Transcribe the data that follows precisely, omitting nothing.

>> Begin STORED DATA

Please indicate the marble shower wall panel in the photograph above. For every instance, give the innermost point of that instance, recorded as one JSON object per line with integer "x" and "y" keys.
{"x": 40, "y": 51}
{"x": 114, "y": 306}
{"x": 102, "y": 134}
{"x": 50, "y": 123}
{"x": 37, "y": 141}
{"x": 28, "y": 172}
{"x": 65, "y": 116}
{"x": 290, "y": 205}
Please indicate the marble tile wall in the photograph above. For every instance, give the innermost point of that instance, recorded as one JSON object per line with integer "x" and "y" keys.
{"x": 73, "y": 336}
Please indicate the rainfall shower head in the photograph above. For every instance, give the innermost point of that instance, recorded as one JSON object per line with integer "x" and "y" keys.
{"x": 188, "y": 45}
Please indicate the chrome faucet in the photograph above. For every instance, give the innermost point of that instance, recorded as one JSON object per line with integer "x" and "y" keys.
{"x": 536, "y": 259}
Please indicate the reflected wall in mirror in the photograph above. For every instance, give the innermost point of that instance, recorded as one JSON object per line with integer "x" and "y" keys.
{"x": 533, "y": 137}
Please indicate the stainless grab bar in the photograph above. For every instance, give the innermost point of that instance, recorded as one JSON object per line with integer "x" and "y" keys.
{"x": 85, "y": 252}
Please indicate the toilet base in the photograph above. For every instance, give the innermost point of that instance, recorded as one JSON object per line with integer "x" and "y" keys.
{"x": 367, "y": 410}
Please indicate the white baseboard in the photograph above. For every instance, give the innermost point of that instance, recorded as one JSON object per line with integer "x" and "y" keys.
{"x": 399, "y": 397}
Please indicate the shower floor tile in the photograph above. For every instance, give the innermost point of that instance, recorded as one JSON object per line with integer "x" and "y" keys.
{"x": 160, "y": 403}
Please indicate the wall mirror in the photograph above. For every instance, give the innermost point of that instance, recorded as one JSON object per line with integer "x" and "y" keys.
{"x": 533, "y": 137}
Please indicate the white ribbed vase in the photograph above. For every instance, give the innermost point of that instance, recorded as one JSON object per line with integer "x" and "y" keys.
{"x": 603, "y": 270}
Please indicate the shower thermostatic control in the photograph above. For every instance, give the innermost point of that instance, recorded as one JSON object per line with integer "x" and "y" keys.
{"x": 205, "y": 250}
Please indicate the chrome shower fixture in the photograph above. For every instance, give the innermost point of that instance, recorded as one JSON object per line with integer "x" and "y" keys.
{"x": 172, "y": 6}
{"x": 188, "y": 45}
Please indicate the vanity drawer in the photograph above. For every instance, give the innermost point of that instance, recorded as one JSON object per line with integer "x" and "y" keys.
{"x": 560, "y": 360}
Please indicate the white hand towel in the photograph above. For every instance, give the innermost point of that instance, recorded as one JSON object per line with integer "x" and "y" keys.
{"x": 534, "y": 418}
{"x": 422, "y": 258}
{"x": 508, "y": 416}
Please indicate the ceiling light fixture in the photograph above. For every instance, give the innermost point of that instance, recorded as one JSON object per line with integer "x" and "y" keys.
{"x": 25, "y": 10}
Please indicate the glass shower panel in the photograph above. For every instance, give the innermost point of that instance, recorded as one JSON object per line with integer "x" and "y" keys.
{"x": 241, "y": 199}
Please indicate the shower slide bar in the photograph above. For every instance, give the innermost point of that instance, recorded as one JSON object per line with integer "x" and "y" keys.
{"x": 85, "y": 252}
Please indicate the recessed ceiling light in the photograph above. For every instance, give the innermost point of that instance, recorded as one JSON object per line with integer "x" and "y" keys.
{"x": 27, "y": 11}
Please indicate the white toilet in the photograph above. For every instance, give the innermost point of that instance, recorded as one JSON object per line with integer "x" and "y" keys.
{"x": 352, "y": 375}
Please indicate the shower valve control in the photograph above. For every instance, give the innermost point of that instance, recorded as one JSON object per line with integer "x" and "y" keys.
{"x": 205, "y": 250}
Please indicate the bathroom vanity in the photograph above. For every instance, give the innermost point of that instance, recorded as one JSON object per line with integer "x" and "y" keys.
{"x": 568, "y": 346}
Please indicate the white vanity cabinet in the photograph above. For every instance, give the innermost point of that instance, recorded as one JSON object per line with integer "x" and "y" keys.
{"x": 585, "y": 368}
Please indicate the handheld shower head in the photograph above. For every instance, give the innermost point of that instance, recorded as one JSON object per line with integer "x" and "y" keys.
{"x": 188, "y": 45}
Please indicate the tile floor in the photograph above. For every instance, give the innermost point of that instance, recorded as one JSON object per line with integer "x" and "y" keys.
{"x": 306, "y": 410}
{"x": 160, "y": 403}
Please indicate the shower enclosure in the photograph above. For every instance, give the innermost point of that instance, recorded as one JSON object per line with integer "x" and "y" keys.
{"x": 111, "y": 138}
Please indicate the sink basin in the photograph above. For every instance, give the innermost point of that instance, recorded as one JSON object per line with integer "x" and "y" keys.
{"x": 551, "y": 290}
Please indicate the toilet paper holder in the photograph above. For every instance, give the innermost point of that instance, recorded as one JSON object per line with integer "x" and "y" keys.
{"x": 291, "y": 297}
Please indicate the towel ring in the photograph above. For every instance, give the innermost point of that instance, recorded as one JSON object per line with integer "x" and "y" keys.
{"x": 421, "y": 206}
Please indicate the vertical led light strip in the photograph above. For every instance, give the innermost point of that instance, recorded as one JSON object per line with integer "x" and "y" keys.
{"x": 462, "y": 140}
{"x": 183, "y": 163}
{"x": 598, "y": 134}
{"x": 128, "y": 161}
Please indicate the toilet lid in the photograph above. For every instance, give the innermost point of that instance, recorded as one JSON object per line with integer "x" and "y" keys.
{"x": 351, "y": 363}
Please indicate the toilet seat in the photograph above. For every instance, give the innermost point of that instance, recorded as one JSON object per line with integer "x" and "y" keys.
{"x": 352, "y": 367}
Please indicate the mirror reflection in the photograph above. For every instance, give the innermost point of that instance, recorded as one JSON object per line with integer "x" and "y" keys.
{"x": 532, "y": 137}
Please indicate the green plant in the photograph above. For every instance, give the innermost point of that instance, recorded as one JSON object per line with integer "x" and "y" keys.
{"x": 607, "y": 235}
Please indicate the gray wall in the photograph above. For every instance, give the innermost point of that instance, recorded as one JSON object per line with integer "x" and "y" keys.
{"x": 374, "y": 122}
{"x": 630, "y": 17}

>> End STORED DATA

WRITTEN RESPONSE:
Please indicate the marble shower wall panel in the photograph above. For every instance, give the innermost point of that instance, recorded as one JSON object per line with integer "x" and "y" keys.
{"x": 40, "y": 51}
{"x": 114, "y": 306}
{"x": 102, "y": 134}
{"x": 50, "y": 123}
{"x": 37, "y": 141}
{"x": 28, "y": 172}
{"x": 65, "y": 116}
{"x": 290, "y": 205}
Please indicate the marble tile wall in the photograph above. For every instance, give the innermost point of that instance, recorded as one JSON object per line with integer "x" and "y" keys.
{"x": 73, "y": 336}
Please indicate the rainfall shower head in the photograph above. For every instance, give the innermost point of that instance, recorded as one JSON object per line with integer "x" and "y" keys.
{"x": 188, "y": 45}
Please indicate the chrome faucet in the photograph above. For every instance, give the innermost point of that instance, recorded as one JSON object per line with integer "x" and "y" keys.
{"x": 536, "y": 259}
Please indicate the reflected wall in mirror in the photograph above. For every instance, give the innermost point of that instance, recorded as one JSON object per line with integer "x" and "y" keys.
{"x": 533, "y": 137}
Please indicate the stainless grab bar in the photograph above. For every instance, give the innermost point of that instance, recorded as one JSON object per line with integer "x" and "y" keys.
{"x": 85, "y": 252}
Please indicate the toilet base in the photograph above. For every instance, give the innermost point of that instance, recorded as one JSON object per line with integer "x" and "y" keys.
{"x": 367, "y": 410}
Please indicate the white baseboard in the photograph above. For every instance, give the innermost point of that instance, recorded as one JSON object per line with integer "x" and "y" keys.
{"x": 399, "y": 397}
Please indicate the shower floor tile in the photograph above. For every instance, give the innermost point of that instance, recorded as one JSON object per line with integer "x" and "y" keys.
{"x": 160, "y": 403}
Please indicate the wall mirror in the photograph above. For every instance, give the innermost point of that instance, recorded as one JSON object per line with integer "x" and "y" keys.
{"x": 533, "y": 137}
Please indicate the white ribbed vase in the photograph above. For every instance, give the innermost point of that instance, recorded as one JSON object per line with integer "x" and "y" keys.
{"x": 603, "y": 270}
Please indicate the shower thermostatic control in the photograph above. For every instance, give the innermost point of that instance, recorded as one JSON object per line with integer "x" and "y" keys.
{"x": 205, "y": 250}
Please indicate the chrome shower fixture in the photograph above. For every instance, give the innermost point of that instance, recorded as one JSON object per line with integer "x" and "y" keys.
{"x": 172, "y": 6}
{"x": 188, "y": 45}
Please indicate the vanity drawer in the photograph above. For every instance, give the innermost point of that instance, recorded as one JSON object per line with integer "x" and "y" keys.
{"x": 560, "y": 360}
Please indicate the white hand towel in the photograph above. For every instance, give the innermost point of that instance, recorded as one JSON object per line with integer "x" and "y" keys.
{"x": 534, "y": 418}
{"x": 422, "y": 258}
{"x": 508, "y": 416}
Please indicate the ceiling light fixture in the photograph above. For every instance, give the innermost point of that instance, recorded as one JSON object per line with integer "x" and "y" keys.
{"x": 25, "y": 10}
Please indicate the glass shower panel in the photograph above. For every instance, give the innermost point of that instance, recorded as one JSON object per line with integer "x" and "y" keys.
{"x": 241, "y": 199}
Please indicate the shower slide bar in the photograph above. For every instance, give the innermost point of that instance, recorded as one JSON object per line with integer "x" and "y" keys.
{"x": 85, "y": 252}
Please indicate the recessed ceiling light in the photograph above. For every instance, give the innermost point of that instance, recorded as one JSON object per line with integer "x" and "y" keys.
{"x": 27, "y": 11}
Please indicate the white toilet in the photograph above. For every instance, give the innermost point of that instance, recorded as one JSON object per line with integer "x" and "y" keys.
{"x": 352, "y": 375}
Please indicate the shower valve control in the photograph above. For every instance, give the innermost point of that instance, recorded as one JSON object per line with integer "x" and "y" keys.
{"x": 205, "y": 250}
Please indicate the bathroom vanity in the photograph above. For every instance, give the innermost point of that instance, recorded as one JSON object per line with integer "x" and "y" keys.
{"x": 568, "y": 346}
Please indicate the white vanity cabinet in the photograph above. For every instance, give the innermost point of that instance, recorded as one JSON object per line with integer "x" and "y" keys.
{"x": 585, "y": 368}
Please indicate the handheld shower head in the photograph above. For every instance, give the innermost point of that instance, recorded as one JSON object per line with integer "x" and "y" keys.
{"x": 188, "y": 45}
Please indicate the tile floor in the photograph above. For every instance, give the innermost point of that instance, recorded as one JSON object per line with integer "x" and "y" keys.
{"x": 306, "y": 410}
{"x": 160, "y": 403}
Please indicate the shower enclosure in the photograph above. For every instance, give the innermost point of that instance, recorded as one JSON object per line with integer "x" and "y" keys.
{"x": 111, "y": 138}
Please indicate the sink basin in the photograph above. For every instance, give the innermost point of that instance, recorded as one JSON object per line with integer "x" and "y" keys.
{"x": 551, "y": 290}
Please indicate the toilet paper holder in the photograph above. For every instance, give the innermost point of that instance, recorded as one JSON object per line with integer "x" and "y" keys.
{"x": 291, "y": 297}
Please indicate the towel ring in the photograph above. For every instance, give the innermost point of that instance, recorded as one JSON object per line with integer "x" and "y" keys.
{"x": 421, "y": 206}
Please indicate the vertical led light strip in the photograph above. For every instance, give the innermost point of that instance, recorded as one JSON object per line with integer "x" and "y" keys.
{"x": 462, "y": 140}
{"x": 183, "y": 163}
{"x": 598, "y": 134}
{"x": 128, "y": 161}
Please indicate the toilet lid in the photograph above. For every instance, give the innermost point of that instance, recorded as one JSON object per line with integer "x" and "y" keys.
{"x": 351, "y": 363}
Please indicate the toilet seat in the photograph above. For every instance, give the innermost point of that instance, recorded as one JSON object per line with integer "x" and "y" keys.
{"x": 352, "y": 367}
Please indicate the mirror reflection in the photograph above. For every instance, give the innermost point of that instance, recorded as one JSON object per line with integer "x" and "y" keys.
{"x": 532, "y": 137}
Please indicate the green plant in the photograph above. For every instance, give the innermost point of that instance, recorded as one JSON object per line with integer "x" and "y" keys.
{"x": 607, "y": 235}
Please indicate the gray wall in the photograph above. For every instance, give the innermost point of that instance, recorded as one JSON object per line with integer "x" and "y" keys.
{"x": 374, "y": 122}
{"x": 630, "y": 17}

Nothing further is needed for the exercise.